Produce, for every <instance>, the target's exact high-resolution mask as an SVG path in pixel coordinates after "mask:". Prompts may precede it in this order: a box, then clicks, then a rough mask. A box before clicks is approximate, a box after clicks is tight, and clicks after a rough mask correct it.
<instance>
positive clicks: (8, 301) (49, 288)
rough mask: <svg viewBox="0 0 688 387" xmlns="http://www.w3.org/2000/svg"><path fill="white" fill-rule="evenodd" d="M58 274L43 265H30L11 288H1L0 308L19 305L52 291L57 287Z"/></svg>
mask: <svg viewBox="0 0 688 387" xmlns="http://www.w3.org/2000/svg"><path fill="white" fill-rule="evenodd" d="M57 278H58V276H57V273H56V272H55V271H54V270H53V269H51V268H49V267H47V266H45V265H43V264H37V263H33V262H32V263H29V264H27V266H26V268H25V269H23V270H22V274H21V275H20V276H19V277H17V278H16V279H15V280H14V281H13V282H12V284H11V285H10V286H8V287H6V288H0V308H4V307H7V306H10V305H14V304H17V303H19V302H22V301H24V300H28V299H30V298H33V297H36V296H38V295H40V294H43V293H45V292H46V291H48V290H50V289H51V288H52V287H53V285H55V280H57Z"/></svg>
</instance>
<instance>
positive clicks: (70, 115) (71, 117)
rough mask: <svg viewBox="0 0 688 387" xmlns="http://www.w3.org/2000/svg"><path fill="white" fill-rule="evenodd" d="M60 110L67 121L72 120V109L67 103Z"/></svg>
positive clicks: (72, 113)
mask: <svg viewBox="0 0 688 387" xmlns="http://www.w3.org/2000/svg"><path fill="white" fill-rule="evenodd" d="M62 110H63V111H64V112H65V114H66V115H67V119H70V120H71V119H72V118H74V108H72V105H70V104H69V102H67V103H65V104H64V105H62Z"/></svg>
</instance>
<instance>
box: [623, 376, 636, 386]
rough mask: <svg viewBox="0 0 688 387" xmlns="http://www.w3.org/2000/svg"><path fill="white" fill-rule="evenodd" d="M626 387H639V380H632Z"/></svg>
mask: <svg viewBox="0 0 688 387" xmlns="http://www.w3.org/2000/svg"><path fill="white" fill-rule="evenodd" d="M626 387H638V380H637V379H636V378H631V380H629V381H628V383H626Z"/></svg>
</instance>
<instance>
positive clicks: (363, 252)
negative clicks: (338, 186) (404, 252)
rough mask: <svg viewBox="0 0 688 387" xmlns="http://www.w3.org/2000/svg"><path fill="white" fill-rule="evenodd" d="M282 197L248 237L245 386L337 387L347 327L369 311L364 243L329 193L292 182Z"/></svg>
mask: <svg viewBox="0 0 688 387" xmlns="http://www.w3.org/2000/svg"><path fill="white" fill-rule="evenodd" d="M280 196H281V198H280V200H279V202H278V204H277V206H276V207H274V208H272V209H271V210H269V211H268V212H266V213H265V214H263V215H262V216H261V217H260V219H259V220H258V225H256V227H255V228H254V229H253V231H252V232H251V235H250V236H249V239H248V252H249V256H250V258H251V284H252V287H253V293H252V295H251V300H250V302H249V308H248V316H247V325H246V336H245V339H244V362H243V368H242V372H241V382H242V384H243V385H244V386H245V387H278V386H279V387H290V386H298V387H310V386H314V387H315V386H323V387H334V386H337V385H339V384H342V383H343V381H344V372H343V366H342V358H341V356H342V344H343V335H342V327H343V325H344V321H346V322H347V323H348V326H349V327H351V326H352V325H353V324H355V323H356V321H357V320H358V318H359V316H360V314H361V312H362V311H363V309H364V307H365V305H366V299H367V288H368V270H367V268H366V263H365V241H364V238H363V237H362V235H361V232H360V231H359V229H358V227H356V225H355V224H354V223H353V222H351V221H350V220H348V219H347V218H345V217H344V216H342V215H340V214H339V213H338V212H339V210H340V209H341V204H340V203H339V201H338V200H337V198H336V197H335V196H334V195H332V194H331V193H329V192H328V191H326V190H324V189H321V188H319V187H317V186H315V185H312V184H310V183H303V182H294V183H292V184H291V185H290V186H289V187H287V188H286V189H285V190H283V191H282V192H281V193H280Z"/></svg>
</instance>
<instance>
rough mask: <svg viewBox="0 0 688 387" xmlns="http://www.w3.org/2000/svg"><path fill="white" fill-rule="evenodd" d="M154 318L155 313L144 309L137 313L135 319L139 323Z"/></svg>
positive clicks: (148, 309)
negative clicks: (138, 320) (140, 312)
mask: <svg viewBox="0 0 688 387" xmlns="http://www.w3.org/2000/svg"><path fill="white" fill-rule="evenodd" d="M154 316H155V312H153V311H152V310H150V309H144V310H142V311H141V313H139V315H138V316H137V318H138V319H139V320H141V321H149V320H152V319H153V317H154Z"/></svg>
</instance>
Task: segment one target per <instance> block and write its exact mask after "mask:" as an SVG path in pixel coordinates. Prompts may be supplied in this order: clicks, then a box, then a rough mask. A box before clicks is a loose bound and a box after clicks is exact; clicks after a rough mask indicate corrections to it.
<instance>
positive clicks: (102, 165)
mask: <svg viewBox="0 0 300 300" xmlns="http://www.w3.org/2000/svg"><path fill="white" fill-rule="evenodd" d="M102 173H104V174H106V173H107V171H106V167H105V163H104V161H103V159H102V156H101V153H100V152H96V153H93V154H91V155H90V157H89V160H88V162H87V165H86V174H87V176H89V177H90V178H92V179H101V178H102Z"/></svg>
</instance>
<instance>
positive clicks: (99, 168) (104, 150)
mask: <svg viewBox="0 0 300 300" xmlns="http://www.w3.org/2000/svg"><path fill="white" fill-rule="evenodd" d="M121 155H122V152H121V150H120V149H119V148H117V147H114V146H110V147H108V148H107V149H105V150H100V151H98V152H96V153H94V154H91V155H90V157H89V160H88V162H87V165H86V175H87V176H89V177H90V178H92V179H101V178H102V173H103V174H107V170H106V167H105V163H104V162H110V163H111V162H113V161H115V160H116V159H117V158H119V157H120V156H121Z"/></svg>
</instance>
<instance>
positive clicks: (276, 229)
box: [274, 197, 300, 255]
• • •
_WRITTEN TASK_
Please render every line of the listing above as a Markdown table with the columns Row and Line, numbering the rows and leaving out blank lines.

_RESULT BELOW_
| Row | Line |
|---|---|
| 1 | Produce, for every <instance>, the target's exact high-resolution mask as an SVG path in pixel coordinates after "mask:". Prompts may precede it in this order: a box, then clicks, then a rough mask. A box before clicks is approximate, a box after clicks is tight, and clicks after a rough mask correct it. |
| 2 | <instance> |
| 3 | positive clicks: (8, 301) (49, 288) |
| 4 | rough mask: <svg viewBox="0 0 688 387" xmlns="http://www.w3.org/2000/svg"><path fill="white" fill-rule="evenodd" d="M58 274L43 265H30L11 288H1L0 308L19 305L52 291L57 287Z"/></svg> |
| 5 | mask: <svg viewBox="0 0 688 387" xmlns="http://www.w3.org/2000/svg"><path fill="white" fill-rule="evenodd" d="M57 278H58V276H57V273H56V272H55V271H54V270H53V269H51V268H49V267H47V266H45V265H43V264H37V263H33V262H32V263H29V264H27V266H26V268H25V269H23V270H22V274H21V275H20V276H19V277H17V278H16V279H15V280H14V281H13V282H12V284H11V285H10V286H8V287H6V288H0V308H4V307H7V306H10V305H14V304H17V303H19V302H22V301H24V300H28V299H30V298H33V297H36V296H38V295H40V294H43V293H45V292H46V291H48V290H50V289H51V288H52V287H53V285H55V280H57Z"/></svg> |
| 6 | </instance> |
| 7 | <instance> |
| 8 | positive clicks: (70, 115) (71, 117) |
| 9 | rough mask: <svg viewBox="0 0 688 387" xmlns="http://www.w3.org/2000/svg"><path fill="white" fill-rule="evenodd" d="M60 110L67 121L72 120V109L67 103Z"/></svg> |
| 10 | positive clicks: (72, 113) |
| 11 | mask: <svg viewBox="0 0 688 387" xmlns="http://www.w3.org/2000/svg"><path fill="white" fill-rule="evenodd" d="M62 110H63V111H64V112H65V114H66V115H67V119H70V120H71V119H72V118H74V108H72V105H70V104H69V102H67V103H65V104H64V105H62Z"/></svg> |
| 12 | </instance> |
| 13 | <instance> |
| 14 | box: [623, 376, 636, 386] |
| 15 | rough mask: <svg viewBox="0 0 688 387" xmlns="http://www.w3.org/2000/svg"><path fill="white" fill-rule="evenodd" d="M626 387H639V380H632Z"/></svg> |
| 16 | mask: <svg viewBox="0 0 688 387" xmlns="http://www.w3.org/2000/svg"><path fill="white" fill-rule="evenodd" d="M626 387H638V380H637V379H636V378H631V380H629V381H628V383H626Z"/></svg> |
| 17 | </instance> |
| 18 | <instance> |
| 19 | positive clicks: (363, 252) |
| 20 | negative clicks: (338, 186) (404, 252) |
| 21 | rough mask: <svg viewBox="0 0 688 387" xmlns="http://www.w3.org/2000/svg"><path fill="white" fill-rule="evenodd" d="M282 197L248 237L245 386L337 387L347 327L369 311L364 243L329 193L292 182Z"/></svg> |
| 22 | mask: <svg viewBox="0 0 688 387" xmlns="http://www.w3.org/2000/svg"><path fill="white" fill-rule="evenodd" d="M280 196H281V198H280V200H279V202H278V204H277V206H276V207H274V208H272V209H271V210H269V211H268V212H266V213H265V214H263V215H262V216H261V217H260V219H259V220H258V225H256V227H255V228H254V229H253V231H252V232H251V235H250V236H249V239H248V252H249V256H250V258H251V284H252V287H253V293H252V295H251V300H250V302H249V308H248V316H247V325H246V336H245V339H244V362H243V368H242V372H241V382H242V384H243V385H244V386H245V387H278V386H279V387H290V386H298V387H310V386H314V387H315V386H323V387H334V386H337V385H339V384H342V383H343V381H344V372H343V366H342V358H341V356H342V344H343V335H342V327H343V325H344V321H346V322H347V323H348V326H349V327H351V326H352V325H353V324H355V323H356V321H357V320H358V318H359V316H360V314H361V312H362V311H363V309H364V307H365V305H366V299H367V288H368V270H367V268H366V263H365V241H364V238H363V237H362V235H361V232H360V231H359V229H358V227H356V225H355V224H354V223H353V222H351V221H350V220H348V219H347V218H345V217H344V216H342V215H340V214H339V213H338V212H339V210H340V209H341V204H340V203H339V201H338V200H337V198H336V197H335V196H334V195H332V194H331V193H329V192H328V191H326V190H324V189H321V188H319V187H317V186H315V185H312V184H310V183H303V182H294V183H292V184H291V185H290V186H289V187H287V188H286V189H285V190H283V191H282V192H281V193H280Z"/></svg> |
| 23 | </instance> |
| 24 | <instance> |
| 25 | rough mask: <svg viewBox="0 0 688 387" xmlns="http://www.w3.org/2000/svg"><path fill="white" fill-rule="evenodd" d="M154 318L155 313L144 309L137 313L135 319L139 323Z"/></svg> |
| 26 | positive clicks: (148, 309) |
| 27 | negative clicks: (138, 320) (140, 312) |
| 28 | mask: <svg viewBox="0 0 688 387" xmlns="http://www.w3.org/2000/svg"><path fill="white" fill-rule="evenodd" d="M154 316H155V312H153V311H152V310H150V309H144V310H142V311H141V313H139V315H138V316H137V318H138V319H139V320H141V321H149V320H152V319H153V317H154Z"/></svg> |
| 29 | </instance> |
| 30 | Task: segment one target per <instance> block and write its exact mask after "mask:" as an SVG path in pixel coordinates. Prompts may be supplied in this order: clicks, then a box, then a rough mask. A box before clicks is a loose bound and a box after clicks is exact; clicks after a rough mask indicate corrections to it. |
| 31 | <instance> |
| 32 | positive clicks: (102, 165) |
| 33 | mask: <svg viewBox="0 0 300 300" xmlns="http://www.w3.org/2000/svg"><path fill="white" fill-rule="evenodd" d="M102 173H104V174H106V173H107V171H106V167H105V163H104V161H103V159H102V156H101V153H100V152H96V153H93V154H91V155H90V157H89V160H88V162H87V165H86V174H87V176H89V177H90V178H92V179H101V178H102Z"/></svg> |
| 34 | </instance> |
| 35 | <instance> |
| 36 | positive clicks: (99, 168) (104, 150) |
| 37 | mask: <svg viewBox="0 0 300 300" xmlns="http://www.w3.org/2000/svg"><path fill="white" fill-rule="evenodd" d="M121 155H122V152H121V150H120V149H119V148H117V147H114V146H110V147H108V148H107V149H105V150H100V151H98V152H96V153H94V154H91V155H90V157H89V160H88V162H87V165H86V175H87V176H89V177H90V178H92V179H101V178H102V173H103V174H107V170H106V167H105V163H104V162H110V163H111V162H113V161H115V160H116V159H117V158H119V157H120V156H121Z"/></svg> |
| 38 | </instance> |
| 39 | <instance> |
| 40 | positive clicks: (276, 229) |
| 41 | box: [274, 197, 300, 255] |